(Records supplied)
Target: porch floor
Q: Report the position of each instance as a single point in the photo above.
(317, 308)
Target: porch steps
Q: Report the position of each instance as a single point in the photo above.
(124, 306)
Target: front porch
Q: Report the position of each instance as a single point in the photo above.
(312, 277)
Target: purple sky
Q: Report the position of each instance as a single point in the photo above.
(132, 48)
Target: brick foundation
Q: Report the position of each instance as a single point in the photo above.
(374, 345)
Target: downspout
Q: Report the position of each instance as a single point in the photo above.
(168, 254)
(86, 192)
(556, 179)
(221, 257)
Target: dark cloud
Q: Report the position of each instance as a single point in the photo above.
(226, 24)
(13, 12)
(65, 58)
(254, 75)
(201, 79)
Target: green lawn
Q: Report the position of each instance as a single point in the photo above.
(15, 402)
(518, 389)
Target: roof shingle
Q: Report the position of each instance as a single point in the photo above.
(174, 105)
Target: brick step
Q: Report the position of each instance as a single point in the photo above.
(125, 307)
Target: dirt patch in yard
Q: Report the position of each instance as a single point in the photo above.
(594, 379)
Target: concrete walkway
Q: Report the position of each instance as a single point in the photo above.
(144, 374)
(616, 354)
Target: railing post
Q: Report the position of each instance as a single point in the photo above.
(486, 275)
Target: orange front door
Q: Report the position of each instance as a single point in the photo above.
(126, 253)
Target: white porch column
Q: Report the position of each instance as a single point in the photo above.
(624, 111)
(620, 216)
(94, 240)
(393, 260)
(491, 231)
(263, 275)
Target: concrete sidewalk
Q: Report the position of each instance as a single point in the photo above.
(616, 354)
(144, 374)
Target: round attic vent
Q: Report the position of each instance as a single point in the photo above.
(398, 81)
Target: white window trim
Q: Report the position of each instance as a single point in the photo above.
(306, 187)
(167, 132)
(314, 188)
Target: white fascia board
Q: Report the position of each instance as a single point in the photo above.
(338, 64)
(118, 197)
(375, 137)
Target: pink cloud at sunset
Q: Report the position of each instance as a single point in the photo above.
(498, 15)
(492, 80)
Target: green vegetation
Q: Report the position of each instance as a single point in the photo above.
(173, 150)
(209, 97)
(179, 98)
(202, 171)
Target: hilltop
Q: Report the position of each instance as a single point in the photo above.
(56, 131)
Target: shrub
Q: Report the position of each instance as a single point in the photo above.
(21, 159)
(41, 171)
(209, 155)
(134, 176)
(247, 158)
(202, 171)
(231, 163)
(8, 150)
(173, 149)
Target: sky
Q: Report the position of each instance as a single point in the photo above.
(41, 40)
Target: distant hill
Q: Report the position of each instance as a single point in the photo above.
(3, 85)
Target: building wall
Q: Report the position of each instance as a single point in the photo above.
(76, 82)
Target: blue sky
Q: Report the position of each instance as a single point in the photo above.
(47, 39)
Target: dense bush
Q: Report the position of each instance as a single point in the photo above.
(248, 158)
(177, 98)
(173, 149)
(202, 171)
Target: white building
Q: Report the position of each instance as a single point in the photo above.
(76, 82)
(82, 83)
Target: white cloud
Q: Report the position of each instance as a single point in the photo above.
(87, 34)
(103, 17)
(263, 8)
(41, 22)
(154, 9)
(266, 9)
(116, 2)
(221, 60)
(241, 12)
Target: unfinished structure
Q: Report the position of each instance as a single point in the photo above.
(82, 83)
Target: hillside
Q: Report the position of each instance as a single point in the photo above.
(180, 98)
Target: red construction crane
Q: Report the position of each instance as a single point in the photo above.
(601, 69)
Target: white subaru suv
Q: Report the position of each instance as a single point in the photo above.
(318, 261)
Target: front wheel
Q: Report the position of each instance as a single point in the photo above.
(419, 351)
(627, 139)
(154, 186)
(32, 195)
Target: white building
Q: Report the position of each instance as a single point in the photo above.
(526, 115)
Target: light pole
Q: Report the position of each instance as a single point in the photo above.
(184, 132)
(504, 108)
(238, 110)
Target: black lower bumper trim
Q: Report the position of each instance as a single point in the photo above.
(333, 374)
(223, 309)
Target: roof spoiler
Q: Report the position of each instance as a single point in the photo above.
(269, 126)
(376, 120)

(What the task asks) All of the records need to be returned exactly as they are.

(Output for this exercise)
Target: porch floor
Q: Report the position of each instance as a single point in the photo above.
(317, 308)
Target: porch steps
Q: Report the position of each instance as a single point in the photo above.
(124, 306)
Target: front porch
Q: Report the position of each instance as a single point in the photo above.
(312, 277)
Target: purple sky
Q: Report the position of each instance as a single point in the photo above.
(132, 48)
Target: brick foundation
Q: Report the position of each instance as a single point in the photo above.
(374, 345)
Target: downspout
Q: Report the position of each instance as a single point in the photo above.
(168, 254)
(86, 192)
(556, 179)
(221, 257)
Target: dark cloud
Q: Report the position of each instance as a single point in the photo above.
(226, 24)
(13, 12)
(65, 58)
(254, 75)
(201, 79)
Target: green lawn
Q: Report the position of each instance as a single point in the photo above.
(15, 402)
(518, 389)
Target: roof shingle
Q: Report the position of each instance as a single point in the photo above.
(174, 105)
Target: brick step
Q: Report the position of each instance as a single point in the photo above.
(125, 307)
Target: dirt patch in yard
Q: Report the position of each instance as a single point in the photo above.
(594, 379)
Target: concrete walkway
Q: Report the position of each instance as a single point in the photo above.
(144, 374)
(616, 354)
Target: railing post
Q: Report the position of each instance as a single point in the photo above.
(486, 275)
Target: orange front door
Q: Report the position of each instance as a single point in the photo above.
(126, 253)
Target: white porch column
Q: Report the position of each instance as a single point in the photo above.
(624, 111)
(620, 216)
(94, 240)
(393, 260)
(491, 231)
(263, 275)
Target: concrete sidewalk
Q: Report the position of each instance as a single point in the photo above.
(616, 354)
(144, 374)
Target: round attic vent
Q: Report the position of each instance as a single point in the photo above.
(398, 81)
Target: white window trim
Q: Report the position of each instance as a single point in the photo above.
(306, 187)
(167, 132)
(314, 188)
Target: white fascia board
Q: Report the position of each instance as a single point in the photo above.
(338, 64)
(118, 197)
(375, 137)
Target: pink cloud at sunset
Q: Report the position of each instance as a single point in the photo above.
(498, 15)
(492, 80)
Target: green vegetation
Q: Report the position of each instance as a single point in the photo above.
(173, 150)
(209, 97)
(179, 98)
(202, 171)
Target: hilltop
Q: Report the position of each instance as a single point in the photo above.
(56, 131)
Target: shrub
Q: Report the position of each instance as a single point in the photo above.
(21, 159)
(41, 171)
(209, 155)
(134, 176)
(247, 158)
(202, 171)
(231, 163)
(8, 150)
(173, 149)
Target: sky
Q: Report the position of each instance as a single point in the photo above.
(41, 40)
Target: distant hill
Q: Report the position of each instance as a single point in the photo above.
(3, 85)
Target: building wall
Q: Report the position of each instance as a single point in the photo above.
(76, 82)
Target: blue sky
Q: Report the position of each instance as a single point in the photo above.
(47, 39)
Target: dense bush
Q: Report the position of each instance as a single point in the photo above.
(248, 158)
(177, 98)
(173, 149)
(202, 171)
Target: white building
Q: Report the position of each instance as a single point in the photo above.
(76, 82)
(82, 83)
Target: white cloud
Q: Report the position of each instance as a single point in the photo above.
(87, 34)
(103, 17)
(263, 8)
(41, 22)
(154, 9)
(266, 9)
(116, 2)
(221, 60)
(241, 12)
Target: unfinished structure
Q: Report the position of each instance as a single point in the photo above.
(82, 83)
Target: hillside
Q: Report the position of each instance as a single point in the photo above.
(180, 98)
Target: red construction crane
Q: Report the position of each instance as a single point in the photo above.
(601, 69)
Target: white subaru suv
Q: Report the position of each instance as a single point in the photo above.
(318, 261)
Target: front wheel
Q: Report the position of each instance as a single point in the photo above.
(419, 351)
(627, 139)
(154, 186)
(32, 195)
Target: white building
Q: Report the position of each instance as a single point in the photo above.
(526, 115)
Target: light pole
Q: Report the position of each instance as a single point in the photo above.
(184, 132)
(504, 108)
(238, 110)
Target: black lower bumper trim
Q: Report the position of each instance as a single point in the photo above.
(333, 374)
(223, 309)
Target: roof spoiler
Q: Report the position of each instance as a single point in the photo above.
(269, 126)
(376, 120)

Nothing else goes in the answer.